Write out nothing except the lines running from the one containing "dark shaded area." to the last line of the data, exactly as they stand.

--- RECORD EXCERPTS ---

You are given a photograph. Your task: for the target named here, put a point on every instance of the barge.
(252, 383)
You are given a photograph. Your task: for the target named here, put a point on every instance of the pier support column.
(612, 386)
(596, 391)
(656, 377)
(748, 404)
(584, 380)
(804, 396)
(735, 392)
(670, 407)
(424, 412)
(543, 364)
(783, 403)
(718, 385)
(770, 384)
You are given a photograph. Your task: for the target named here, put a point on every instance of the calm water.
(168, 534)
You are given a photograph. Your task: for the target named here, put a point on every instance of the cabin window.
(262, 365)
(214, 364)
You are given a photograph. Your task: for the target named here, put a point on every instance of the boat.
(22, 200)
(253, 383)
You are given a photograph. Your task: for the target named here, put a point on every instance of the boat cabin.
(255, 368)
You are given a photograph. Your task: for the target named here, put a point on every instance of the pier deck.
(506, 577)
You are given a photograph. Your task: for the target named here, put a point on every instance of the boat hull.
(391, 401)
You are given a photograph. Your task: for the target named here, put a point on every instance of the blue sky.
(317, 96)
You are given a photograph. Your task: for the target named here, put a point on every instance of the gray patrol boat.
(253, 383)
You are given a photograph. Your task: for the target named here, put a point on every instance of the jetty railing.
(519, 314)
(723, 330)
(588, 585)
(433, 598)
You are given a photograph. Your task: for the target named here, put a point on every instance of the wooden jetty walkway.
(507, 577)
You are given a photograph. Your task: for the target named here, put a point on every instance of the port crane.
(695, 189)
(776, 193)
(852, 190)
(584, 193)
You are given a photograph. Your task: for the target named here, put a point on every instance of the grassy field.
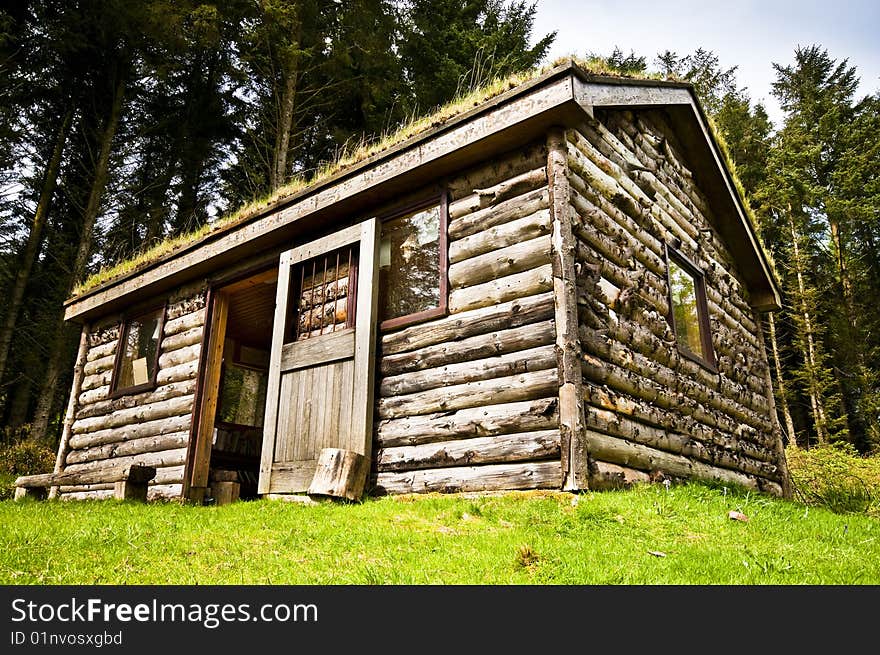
(649, 535)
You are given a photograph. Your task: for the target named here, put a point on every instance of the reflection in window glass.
(685, 312)
(409, 264)
(138, 364)
(242, 396)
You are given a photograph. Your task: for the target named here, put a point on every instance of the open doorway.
(235, 380)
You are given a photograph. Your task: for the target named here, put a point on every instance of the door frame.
(367, 234)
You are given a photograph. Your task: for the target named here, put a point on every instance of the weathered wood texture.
(648, 408)
(149, 428)
(470, 401)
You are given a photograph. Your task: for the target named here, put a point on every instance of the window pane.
(242, 396)
(139, 358)
(685, 310)
(409, 264)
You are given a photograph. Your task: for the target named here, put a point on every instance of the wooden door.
(321, 367)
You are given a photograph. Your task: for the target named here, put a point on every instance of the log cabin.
(557, 287)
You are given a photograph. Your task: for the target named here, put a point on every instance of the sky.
(748, 34)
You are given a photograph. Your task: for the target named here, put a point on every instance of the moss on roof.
(366, 149)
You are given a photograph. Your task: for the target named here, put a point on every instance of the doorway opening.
(243, 318)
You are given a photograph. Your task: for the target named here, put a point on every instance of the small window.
(412, 266)
(137, 357)
(688, 308)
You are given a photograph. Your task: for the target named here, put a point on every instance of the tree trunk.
(34, 240)
(56, 360)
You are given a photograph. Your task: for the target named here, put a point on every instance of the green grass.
(647, 535)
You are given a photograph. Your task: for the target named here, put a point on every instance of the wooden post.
(339, 474)
(270, 422)
(69, 415)
(779, 448)
(209, 397)
(575, 462)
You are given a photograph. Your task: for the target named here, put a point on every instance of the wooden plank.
(489, 477)
(317, 350)
(270, 420)
(520, 446)
(325, 244)
(210, 392)
(575, 462)
(365, 339)
(70, 413)
(292, 476)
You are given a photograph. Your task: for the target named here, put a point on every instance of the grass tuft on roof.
(366, 148)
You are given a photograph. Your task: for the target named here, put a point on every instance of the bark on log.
(519, 285)
(184, 322)
(526, 386)
(489, 477)
(478, 347)
(167, 408)
(159, 394)
(533, 359)
(132, 447)
(522, 446)
(625, 453)
(500, 263)
(130, 432)
(174, 457)
(500, 236)
(513, 314)
(488, 420)
(503, 212)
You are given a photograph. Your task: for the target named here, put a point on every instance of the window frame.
(707, 357)
(127, 319)
(441, 200)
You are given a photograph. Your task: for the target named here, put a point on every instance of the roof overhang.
(559, 97)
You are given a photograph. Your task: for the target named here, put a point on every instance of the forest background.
(125, 123)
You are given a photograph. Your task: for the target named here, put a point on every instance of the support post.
(572, 423)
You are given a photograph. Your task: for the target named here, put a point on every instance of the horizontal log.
(180, 356)
(605, 475)
(717, 452)
(503, 289)
(484, 421)
(523, 361)
(477, 347)
(501, 236)
(133, 431)
(154, 444)
(174, 457)
(515, 313)
(503, 212)
(164, 409)
(676, 421)
(489, 477)
(638, 456)
(100, 351)
(500, 263)
(526, 386)
(184, 322)
(99, 365)
(159, 394)
(132, 471)
(497, 449)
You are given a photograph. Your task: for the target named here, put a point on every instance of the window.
(689, 315)
(137, 357)
(412, 266)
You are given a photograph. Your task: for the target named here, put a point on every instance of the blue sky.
(749, 34)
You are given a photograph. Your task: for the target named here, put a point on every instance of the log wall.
(648, 409)
(149, 428)
(469, 402)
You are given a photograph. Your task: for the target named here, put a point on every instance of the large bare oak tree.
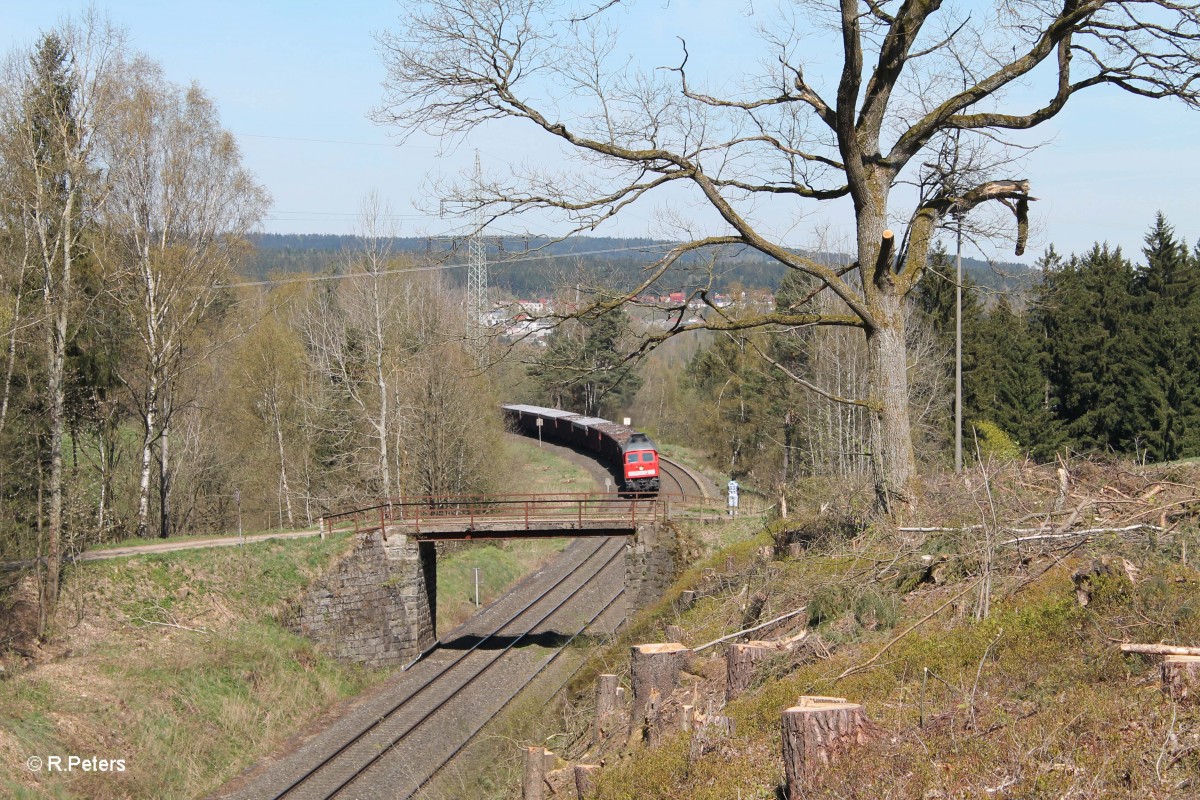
(907, 77)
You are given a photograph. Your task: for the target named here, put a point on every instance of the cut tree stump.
(687, 714)
(742, 660)
(533, 786)
(652, 717)
(653, 667)
(708, 733)
(739, 661)
(815, 733)
(586, 780)
(609, 705)
(1181, 679)
(685, 600)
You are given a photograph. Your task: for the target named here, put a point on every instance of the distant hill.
(539, 266)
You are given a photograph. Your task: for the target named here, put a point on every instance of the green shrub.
(994, 443)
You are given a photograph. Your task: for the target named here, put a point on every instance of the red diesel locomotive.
(629, 453)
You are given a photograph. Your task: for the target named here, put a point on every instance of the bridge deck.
(521, 516)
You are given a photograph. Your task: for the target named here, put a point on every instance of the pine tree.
(1011, 382)
(1168, 300)
(588, 366)
(1087, 311)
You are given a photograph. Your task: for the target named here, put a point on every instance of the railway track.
(383, 756)
(677, 480)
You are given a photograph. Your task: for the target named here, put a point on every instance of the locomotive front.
(640, 461)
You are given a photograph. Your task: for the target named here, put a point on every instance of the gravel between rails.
(414, 758)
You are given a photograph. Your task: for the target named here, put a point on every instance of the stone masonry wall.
(651, 565)
(376, 607)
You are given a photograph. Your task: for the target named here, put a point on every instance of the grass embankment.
(175, 663)
(1026, 696)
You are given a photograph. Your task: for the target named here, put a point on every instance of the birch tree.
(51, 116)
(802, 131)
(180, 206)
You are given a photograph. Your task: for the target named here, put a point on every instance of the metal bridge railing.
(514, 511)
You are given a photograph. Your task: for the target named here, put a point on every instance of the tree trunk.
(165, 482)
(150, 419)
(58, 304)
(1181, 679)
(586, 780)
(815, 733)
(893, 462)
(654, 668)
(283, 465)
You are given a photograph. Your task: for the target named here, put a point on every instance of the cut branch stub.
(817, 732)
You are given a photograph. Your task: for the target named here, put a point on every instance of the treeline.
(1103, 355)
(1099, 355)
(139, 394)
(538, 266)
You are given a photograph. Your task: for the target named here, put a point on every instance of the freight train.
(630, 456)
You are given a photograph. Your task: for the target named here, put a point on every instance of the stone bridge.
(378, 605)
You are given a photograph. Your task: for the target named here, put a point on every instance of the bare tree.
(353, 335)
(180, 206)
(910, 74)
(51, 114)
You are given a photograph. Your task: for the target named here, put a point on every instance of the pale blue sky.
(295, 79)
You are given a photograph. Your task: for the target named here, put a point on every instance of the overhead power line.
(435, 268)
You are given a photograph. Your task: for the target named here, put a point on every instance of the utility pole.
(477, 276)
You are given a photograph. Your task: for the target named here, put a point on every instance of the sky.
(295, 82)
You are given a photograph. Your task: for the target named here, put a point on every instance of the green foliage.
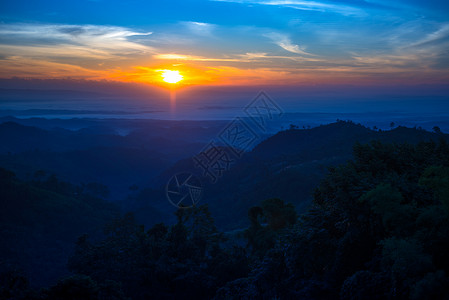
(437, 179)
(278, 216)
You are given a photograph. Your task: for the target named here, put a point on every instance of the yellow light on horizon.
(171, 76)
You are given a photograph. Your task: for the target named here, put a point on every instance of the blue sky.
(228, 41)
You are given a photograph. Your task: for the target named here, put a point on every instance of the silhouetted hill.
(40, 221)
(288, 166)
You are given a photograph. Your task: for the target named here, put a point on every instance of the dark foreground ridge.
(377, 228)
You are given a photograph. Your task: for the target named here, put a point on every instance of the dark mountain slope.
(288, 165)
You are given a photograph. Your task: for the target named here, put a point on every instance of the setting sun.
(170, 76)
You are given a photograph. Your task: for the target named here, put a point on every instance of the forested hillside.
(378, 229)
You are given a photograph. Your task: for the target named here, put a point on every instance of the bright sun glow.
(171, 76)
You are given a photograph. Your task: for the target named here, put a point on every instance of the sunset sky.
(234, 42)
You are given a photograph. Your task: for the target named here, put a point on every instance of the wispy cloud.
(285, 43)
(306, 5)
(199, 28)
(91, 41)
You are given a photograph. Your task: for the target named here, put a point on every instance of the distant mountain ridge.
(288, 165)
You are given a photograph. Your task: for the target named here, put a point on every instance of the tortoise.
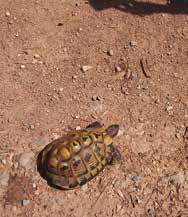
(74, 159)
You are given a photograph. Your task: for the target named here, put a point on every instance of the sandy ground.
(64, 64)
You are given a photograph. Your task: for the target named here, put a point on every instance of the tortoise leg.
(114, 155)
(112, 130)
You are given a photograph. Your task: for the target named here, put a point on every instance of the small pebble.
(26, 159)
(86, 68)
(110, 52)
(14, 208)
(84, 187)
(7, 14)
(25, 202)
(133, 43)
(95, 97)
(32, 127)
(118, 69)
(22, 66)
(178, 178)
(37, 56)
(136, 178)
(4, 162)
(4, 178)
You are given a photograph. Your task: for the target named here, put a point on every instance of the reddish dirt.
(142, 87)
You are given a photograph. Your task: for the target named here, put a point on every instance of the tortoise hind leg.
(114, 155)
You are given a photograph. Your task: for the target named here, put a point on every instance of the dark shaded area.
(142, 8)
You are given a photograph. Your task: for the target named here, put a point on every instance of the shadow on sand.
(142, 8)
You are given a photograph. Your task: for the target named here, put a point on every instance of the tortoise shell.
(77, 157)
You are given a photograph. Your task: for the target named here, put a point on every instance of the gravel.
(4, 178)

---

== SOLUTION TO THE PROBLEM ==
You are given a photograph. Your task: for the target named here, put a point on every instance of the dark shaded area.
(142, 8)
You are given a photograph. Your task: for the target named here, put a point on every instance of the shadow on sand.
(142, 8)
You are given a photograph. Your task: for the target named here, put a point on every instance of the tortoise shell.
(77, 157)
You are given a photograph. Your task: for the target named here, put a point on every instance of the gravel.
(4, 178)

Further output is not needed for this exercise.